● **Exercise objective**
Starting from the line containing "Look at the photo above. For each instance of the red", write out the rest of the entries exactly, through the final line, including nothing else.

● **Records to use**
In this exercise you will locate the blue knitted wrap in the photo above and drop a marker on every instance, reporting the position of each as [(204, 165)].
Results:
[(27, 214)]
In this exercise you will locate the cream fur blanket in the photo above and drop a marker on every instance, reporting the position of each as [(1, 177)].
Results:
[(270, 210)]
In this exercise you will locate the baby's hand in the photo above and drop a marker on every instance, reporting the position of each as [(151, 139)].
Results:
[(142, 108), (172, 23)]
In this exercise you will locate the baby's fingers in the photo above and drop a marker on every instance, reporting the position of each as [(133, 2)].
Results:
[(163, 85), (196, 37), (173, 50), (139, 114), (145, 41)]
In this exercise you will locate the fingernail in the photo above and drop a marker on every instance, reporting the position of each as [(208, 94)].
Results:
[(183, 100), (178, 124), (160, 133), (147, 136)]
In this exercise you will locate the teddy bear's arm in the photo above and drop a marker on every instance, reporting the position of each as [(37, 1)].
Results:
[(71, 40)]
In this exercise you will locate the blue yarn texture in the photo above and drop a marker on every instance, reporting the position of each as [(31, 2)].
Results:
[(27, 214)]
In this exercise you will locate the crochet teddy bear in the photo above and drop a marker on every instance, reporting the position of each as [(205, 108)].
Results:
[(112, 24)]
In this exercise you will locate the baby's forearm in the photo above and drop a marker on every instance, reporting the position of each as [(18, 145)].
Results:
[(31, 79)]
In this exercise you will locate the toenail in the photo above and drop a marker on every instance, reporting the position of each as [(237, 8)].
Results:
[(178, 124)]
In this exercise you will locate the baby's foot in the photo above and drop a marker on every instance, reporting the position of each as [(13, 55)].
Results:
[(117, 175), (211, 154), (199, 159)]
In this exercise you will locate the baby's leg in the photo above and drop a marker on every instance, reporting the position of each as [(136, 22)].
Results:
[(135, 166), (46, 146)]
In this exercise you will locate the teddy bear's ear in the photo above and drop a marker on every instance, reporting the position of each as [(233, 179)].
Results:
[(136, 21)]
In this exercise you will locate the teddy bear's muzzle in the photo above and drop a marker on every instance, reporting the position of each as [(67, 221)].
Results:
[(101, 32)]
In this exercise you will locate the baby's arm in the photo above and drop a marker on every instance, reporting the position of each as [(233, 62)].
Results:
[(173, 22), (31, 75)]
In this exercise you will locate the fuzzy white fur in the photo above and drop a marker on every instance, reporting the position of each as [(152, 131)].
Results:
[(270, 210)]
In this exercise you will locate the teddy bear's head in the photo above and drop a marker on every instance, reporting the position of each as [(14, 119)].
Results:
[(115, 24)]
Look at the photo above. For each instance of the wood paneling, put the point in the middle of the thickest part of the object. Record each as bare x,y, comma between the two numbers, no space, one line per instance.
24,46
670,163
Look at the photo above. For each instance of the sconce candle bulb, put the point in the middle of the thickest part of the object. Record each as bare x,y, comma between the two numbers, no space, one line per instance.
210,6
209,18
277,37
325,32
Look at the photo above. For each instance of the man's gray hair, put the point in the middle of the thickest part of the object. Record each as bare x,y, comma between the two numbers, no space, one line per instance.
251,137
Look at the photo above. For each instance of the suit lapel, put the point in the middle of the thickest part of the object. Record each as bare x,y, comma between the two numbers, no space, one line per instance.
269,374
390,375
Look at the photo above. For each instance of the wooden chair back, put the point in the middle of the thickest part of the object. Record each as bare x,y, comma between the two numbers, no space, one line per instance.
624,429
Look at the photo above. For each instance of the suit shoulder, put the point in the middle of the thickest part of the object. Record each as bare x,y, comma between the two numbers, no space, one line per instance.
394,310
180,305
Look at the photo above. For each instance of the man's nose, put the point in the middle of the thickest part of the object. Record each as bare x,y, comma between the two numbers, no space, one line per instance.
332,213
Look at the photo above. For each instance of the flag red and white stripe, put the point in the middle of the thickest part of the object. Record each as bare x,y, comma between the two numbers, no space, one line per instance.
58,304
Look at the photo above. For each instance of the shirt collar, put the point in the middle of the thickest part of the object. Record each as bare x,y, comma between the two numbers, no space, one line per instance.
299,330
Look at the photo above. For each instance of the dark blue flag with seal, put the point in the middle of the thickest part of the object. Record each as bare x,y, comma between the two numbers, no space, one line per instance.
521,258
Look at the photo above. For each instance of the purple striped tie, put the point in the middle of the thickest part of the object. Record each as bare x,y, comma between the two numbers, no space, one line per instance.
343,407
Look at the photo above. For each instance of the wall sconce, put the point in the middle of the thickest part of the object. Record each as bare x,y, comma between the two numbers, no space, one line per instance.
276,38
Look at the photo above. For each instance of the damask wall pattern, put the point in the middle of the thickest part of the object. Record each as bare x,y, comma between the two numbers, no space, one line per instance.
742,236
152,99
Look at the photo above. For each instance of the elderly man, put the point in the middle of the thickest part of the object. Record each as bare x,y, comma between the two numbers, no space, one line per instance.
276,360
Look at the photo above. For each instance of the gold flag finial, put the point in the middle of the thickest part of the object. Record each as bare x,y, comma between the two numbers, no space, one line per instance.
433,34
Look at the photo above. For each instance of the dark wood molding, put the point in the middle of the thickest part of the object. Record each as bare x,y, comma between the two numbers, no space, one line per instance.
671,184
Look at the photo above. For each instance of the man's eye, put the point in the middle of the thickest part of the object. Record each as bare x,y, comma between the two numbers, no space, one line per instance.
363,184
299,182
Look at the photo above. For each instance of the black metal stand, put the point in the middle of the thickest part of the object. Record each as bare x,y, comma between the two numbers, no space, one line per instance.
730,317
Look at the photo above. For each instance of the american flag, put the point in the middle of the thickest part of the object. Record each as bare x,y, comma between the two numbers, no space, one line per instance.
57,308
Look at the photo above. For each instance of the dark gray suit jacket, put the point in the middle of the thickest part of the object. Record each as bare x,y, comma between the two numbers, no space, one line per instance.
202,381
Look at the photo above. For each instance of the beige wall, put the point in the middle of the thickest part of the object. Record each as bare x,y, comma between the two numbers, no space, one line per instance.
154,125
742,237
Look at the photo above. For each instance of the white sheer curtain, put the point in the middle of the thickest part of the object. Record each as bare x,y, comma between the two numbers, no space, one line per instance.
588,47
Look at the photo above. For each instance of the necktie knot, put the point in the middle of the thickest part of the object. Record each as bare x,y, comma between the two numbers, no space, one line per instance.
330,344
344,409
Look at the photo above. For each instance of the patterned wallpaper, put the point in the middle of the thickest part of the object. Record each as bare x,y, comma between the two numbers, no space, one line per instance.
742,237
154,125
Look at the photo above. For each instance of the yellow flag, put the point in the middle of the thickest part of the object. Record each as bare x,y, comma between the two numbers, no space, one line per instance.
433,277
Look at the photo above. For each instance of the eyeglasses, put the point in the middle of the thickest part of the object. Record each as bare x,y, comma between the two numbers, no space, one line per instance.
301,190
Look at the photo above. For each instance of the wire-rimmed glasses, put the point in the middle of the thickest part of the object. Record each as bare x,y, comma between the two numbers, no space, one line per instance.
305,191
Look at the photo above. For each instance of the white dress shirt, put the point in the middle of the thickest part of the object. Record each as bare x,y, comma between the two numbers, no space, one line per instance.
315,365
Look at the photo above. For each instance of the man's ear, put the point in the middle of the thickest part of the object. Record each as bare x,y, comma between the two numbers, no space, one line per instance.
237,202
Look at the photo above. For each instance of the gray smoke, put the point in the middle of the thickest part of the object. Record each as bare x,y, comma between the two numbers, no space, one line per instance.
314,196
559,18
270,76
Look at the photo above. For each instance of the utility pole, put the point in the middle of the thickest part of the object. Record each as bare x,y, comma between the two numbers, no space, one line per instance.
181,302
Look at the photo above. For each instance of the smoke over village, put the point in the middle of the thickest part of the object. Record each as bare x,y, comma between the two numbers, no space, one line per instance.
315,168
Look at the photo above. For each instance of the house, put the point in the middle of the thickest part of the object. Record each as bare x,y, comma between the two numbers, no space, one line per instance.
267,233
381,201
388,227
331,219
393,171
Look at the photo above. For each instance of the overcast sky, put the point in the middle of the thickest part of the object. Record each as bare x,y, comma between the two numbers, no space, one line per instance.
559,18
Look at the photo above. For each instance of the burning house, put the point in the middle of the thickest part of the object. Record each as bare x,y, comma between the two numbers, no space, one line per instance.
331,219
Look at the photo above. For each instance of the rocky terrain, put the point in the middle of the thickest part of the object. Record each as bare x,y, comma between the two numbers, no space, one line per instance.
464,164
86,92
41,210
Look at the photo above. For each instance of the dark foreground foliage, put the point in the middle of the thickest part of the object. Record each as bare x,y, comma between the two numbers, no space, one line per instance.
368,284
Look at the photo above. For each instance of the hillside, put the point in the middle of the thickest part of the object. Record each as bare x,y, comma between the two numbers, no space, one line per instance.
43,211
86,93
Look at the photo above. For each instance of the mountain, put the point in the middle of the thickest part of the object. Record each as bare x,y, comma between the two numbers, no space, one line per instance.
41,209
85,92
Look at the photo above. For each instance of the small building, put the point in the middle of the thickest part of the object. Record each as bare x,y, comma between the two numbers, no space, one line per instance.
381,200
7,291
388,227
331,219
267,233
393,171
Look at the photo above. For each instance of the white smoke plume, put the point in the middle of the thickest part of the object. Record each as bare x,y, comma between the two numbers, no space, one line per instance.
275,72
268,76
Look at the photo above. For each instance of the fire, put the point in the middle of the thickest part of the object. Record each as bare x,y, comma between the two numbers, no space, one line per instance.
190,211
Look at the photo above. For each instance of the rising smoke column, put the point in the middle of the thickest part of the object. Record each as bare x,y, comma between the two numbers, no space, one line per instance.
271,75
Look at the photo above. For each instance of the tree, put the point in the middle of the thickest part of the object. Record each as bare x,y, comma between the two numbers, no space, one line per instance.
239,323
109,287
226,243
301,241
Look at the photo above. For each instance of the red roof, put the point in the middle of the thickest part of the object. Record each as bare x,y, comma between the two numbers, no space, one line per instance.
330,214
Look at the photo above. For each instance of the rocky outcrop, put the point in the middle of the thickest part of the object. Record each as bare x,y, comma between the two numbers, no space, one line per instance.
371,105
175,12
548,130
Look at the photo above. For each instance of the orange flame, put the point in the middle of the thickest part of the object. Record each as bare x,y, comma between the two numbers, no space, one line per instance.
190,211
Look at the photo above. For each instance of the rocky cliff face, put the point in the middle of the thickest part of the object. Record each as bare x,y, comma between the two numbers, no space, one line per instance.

● **Completed task**
Look at the photo above. For each instance of the red roof, put the point in the middle of the thickest part of the object. Record each as bare x,y, comma between the two numbers, no space, one line per instance.
330,214
Look at the photo above. For each instance of the rocky outcrop, put the point in the middle of the thickest part of the object. Record each as bare x,y, comma between the two numbers, no space, one line per instance.
371,105
175,12
548,130
Look at the photo above. For each instance of the orange flame, put the point in the middle of the thickest part of the object. Record each as bare x,y, comma between the two numbers, no space, one line per instance.
190,211
Look at the photo above. For each instance of the rocky cliff face, put the point in the middle of the thickest part of the object. Record each as bare x,y, comma between the two numbers, no space, one line per instance.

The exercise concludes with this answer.